WHAT THE TASK ASKS
In the text about Vinny Burns, at roughly what age did he start playing guitar?

[TEXT UNDER STUDY Boundary: Start]

Background information
- Born: 4 April 1965 (age 60) Oldham, Lancashire, England
- Genres: Hard rock, melodic rock
- Occupations: Musician, songwriter, producer
- Instrument: Guitar
- Years active: 1983–present

= Vinny Burns =

British guitarist

Vinny Burns (born 4 April 1965) is an English hard rock guitarist and producer, best known for his work with the bands Dare, Ten and Bob Catley. He has also been a member of Asia, Ultravox, Hugo, FM, The Ladder, Phoenix Down, and on his own project with Sam Blue, Burns Blue. He is active as a producer and owns his one recording studio ("The Viper Room"). The last album he produced was the debut album of the rock band The Beautiful Sleazy, "All Fired Up".

== Biography ==
=== Early years ===
Burns started guitar around the age of 9. Inspired by bands like Nazareth, Lynyrd Skynyrd, UFO, Rush, Thin Lizzy and Van Halen he soon was involved in various bands. In 1983, Vinny Burns was approached by the owner of Pennine Studios and it wasn't long before he got his first session job. Alongside his session work at Pennine Studios, he had been active in the live circuit playing in various local bands.

[TEXT UNDER STUDY Boundary: End]
[ENTRIES PROVIDED Boundary: Start]

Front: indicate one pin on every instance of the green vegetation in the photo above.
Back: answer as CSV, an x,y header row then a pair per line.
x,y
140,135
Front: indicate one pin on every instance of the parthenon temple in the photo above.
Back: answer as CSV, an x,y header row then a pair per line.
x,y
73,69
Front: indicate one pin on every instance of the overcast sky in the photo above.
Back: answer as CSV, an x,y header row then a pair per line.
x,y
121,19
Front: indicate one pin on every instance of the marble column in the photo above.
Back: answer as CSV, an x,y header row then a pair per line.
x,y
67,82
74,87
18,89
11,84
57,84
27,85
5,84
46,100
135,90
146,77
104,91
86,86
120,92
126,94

[ENTRIES PROVIDED Boundary: End]

RESULT OF THE EXERCISE
Around the age of 9.